== INSTRUCTIONS FOR THE TASK ==
Below are some records; work out how many of their lines contain "truck" and give the number only.

INFORMATION SUPPLIED Block Start

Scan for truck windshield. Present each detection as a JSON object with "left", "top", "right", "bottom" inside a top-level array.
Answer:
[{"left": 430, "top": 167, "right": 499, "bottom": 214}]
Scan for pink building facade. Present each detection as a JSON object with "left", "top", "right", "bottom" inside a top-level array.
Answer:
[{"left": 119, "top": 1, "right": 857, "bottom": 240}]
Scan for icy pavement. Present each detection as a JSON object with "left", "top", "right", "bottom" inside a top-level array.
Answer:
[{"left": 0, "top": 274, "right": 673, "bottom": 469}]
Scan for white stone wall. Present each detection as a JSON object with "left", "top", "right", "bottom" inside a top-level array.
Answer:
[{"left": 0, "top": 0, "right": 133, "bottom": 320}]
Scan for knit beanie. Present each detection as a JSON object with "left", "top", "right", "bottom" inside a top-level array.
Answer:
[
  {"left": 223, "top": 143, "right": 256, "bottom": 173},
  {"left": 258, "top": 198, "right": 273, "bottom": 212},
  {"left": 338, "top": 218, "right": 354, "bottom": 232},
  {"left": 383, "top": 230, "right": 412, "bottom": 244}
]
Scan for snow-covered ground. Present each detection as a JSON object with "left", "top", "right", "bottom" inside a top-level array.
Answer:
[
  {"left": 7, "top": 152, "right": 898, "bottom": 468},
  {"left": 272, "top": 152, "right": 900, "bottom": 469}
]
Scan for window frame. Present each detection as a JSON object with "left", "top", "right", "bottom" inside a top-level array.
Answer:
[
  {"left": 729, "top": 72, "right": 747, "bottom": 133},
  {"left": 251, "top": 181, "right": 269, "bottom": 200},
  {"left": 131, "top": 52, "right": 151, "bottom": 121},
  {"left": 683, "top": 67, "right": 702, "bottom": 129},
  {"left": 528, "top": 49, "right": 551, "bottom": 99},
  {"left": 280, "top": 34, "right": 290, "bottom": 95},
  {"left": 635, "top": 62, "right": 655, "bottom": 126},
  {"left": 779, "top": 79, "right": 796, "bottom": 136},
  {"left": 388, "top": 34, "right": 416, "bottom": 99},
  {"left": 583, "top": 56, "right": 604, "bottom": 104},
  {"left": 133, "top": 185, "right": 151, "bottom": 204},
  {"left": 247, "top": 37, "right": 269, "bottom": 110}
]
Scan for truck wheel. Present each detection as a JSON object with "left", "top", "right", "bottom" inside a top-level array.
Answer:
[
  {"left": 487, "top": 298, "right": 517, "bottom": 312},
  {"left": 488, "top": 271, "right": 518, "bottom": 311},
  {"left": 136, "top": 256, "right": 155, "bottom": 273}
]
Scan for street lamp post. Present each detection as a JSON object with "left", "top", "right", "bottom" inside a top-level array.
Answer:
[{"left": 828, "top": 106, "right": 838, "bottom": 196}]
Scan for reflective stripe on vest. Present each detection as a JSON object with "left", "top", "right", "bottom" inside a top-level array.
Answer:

INFORMATION SUPPLIED Block End

== RESULT FOR THIS EXERCISE ==
2